▶ [REQUIRED ACTIONS]
(a) Reproduce the case summaries from "Illinois v Jones" up to and including "home health agencies.".
(b) Answer these questions about the case summaries:
(i) About how many patients' information did Samantha Rogers steal?
(ii) What prison sentence did Tina Jones receive?
(iii) How many people did the feds charge over their involvement in pill mills?
(c) Can you continue the case summaries of these legal actions from where they stop?

▶ [SELECTED EXTRACT]
Start of Block
US v Rogers
Samantha Rogers, an Occupational Therapist in the Mason City, Iowa, area stole the information of about 1900 patients and used that information to steal from their homes. She was sentenced to 14 months in prison and some minor fines.
US v Padnes
Dr. Stephen Padnes of Glenside, PA, was indicted for improperly prescribing opioids and filing false tax returns. The feds are seeking jail time and repayment of about $1.9 million in an associated civil action.
US v Schwartz
Dr. Daniel Schwartz was arrested on federal drug charges after is to have said he wanted to kill and torture an attorney who had litigated and won a $60,000 case against him. He is alleged to have approached a meth addict regarding killing the attorney with fentanyl.
Illinois v Jones
Tina Jones, a nurse at Loyola Medical Center plead guilty of attempted murder and was sentenced to 12 years in jail. She wanted to kill her lover's wife and blame her lover. she hired a hitman for the purpose paying $12,000 in bitcoin.
US v Many
The feds have filed charges against 41 people for their involvement in pill mills. these included pharmacies and physicians. This was primarily in the southern Texas area.
Ohio v Morris
Martez Morris of Hamilton County, Ohio, was indicted for posing as a nurse for four years. He worked at several home health agencies.
US v Neilson
Elet Neilson, a RN in the ER at Ogden, Utah, McKay-Dee Hospital, admitted to diverting pain killers for personal use and then using the same syringe injecting patients. At least seven people got hepatitis C from her. Top
US v Montgomery
Brenda Montgomery of Camden, Tennessee, was sentenced to 42 months in prison and ordered to forfeit almost $600,000. She admitted to paid the former CEO of Comprehensive Pain Specialists illegal kickbacks for ordering DME equipment from her.
End of Block
▶ [LISTED RECORDS]
Start of Block
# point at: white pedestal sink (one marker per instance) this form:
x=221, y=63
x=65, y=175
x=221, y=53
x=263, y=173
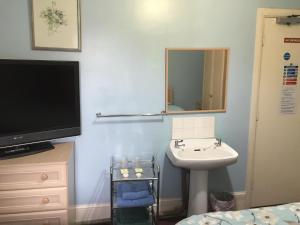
End of Block
▶ [ANSWERS FOR THE TASKS]
(a)
Illinois v Jones
Tina Jones, a nurse at Loyola Medical Center plead guilty of attempted murder and was sentenced to 12 years in jail. She wanted to kill her lover's wife and blame her lover. she hired a hitman for the purpose paying $12,000 in bitcoin.
US v Many
The feds have filed charges against 41 people for their involvement in pill mills. these included pharmacies and physicians. This was primarily in the southern Texas area.
Ohio v Morris
Martez Morris of Hamilton County, Ohio, was indicted for posing as a nurse for four years. He worked at several home health agencies.

(b)
(i) About 1900
(ii) 12 years in jail
(iii) 41

(c)
US v Stockett
Lester Stockett, the owner of Video Doctor Network pleaded guilty of healthcare fraud. He was part of a scam that called people to have them sign up for low cost DME.
US v Castrillon
Dr. Augusto Castrillon of Mission, Texas, agreed to pay $2,133,959.30 to resolve allegations of submitting claims for medically unnecessary transcranial doppler, emg and autonomic function testing.
US v Esformes
Philip Esformes was sentenced to 20 years in prison for paying bribes and receiving kickbacks. He had a chain of assisted-living and nursing homes in the Miami area that made him super rich. He intends to appeal his trial verdict.
US v DeCorso
Dr. Joseph DeCorso of Toms River, New Jersey, plead guilty to a $13 million conspiracy to defraud Medicare on orders of orthotic braces. He admitted he worked for two telemedicine companies and wrote unnecessary orders for the orthotic braces.
US v Kim
Yun Sup Kim DDS. of Southern Illinois was indicted for billing Medicaid for fillings and extractions never performed.
US v Mallinckrodt
The company agreed to pay $15 million to settle allegations that while known as Questor Pharmaceuticals it paid kickbacks to physicians in the form of dinners and entertainment to induce them to write prescriptions for Acthar.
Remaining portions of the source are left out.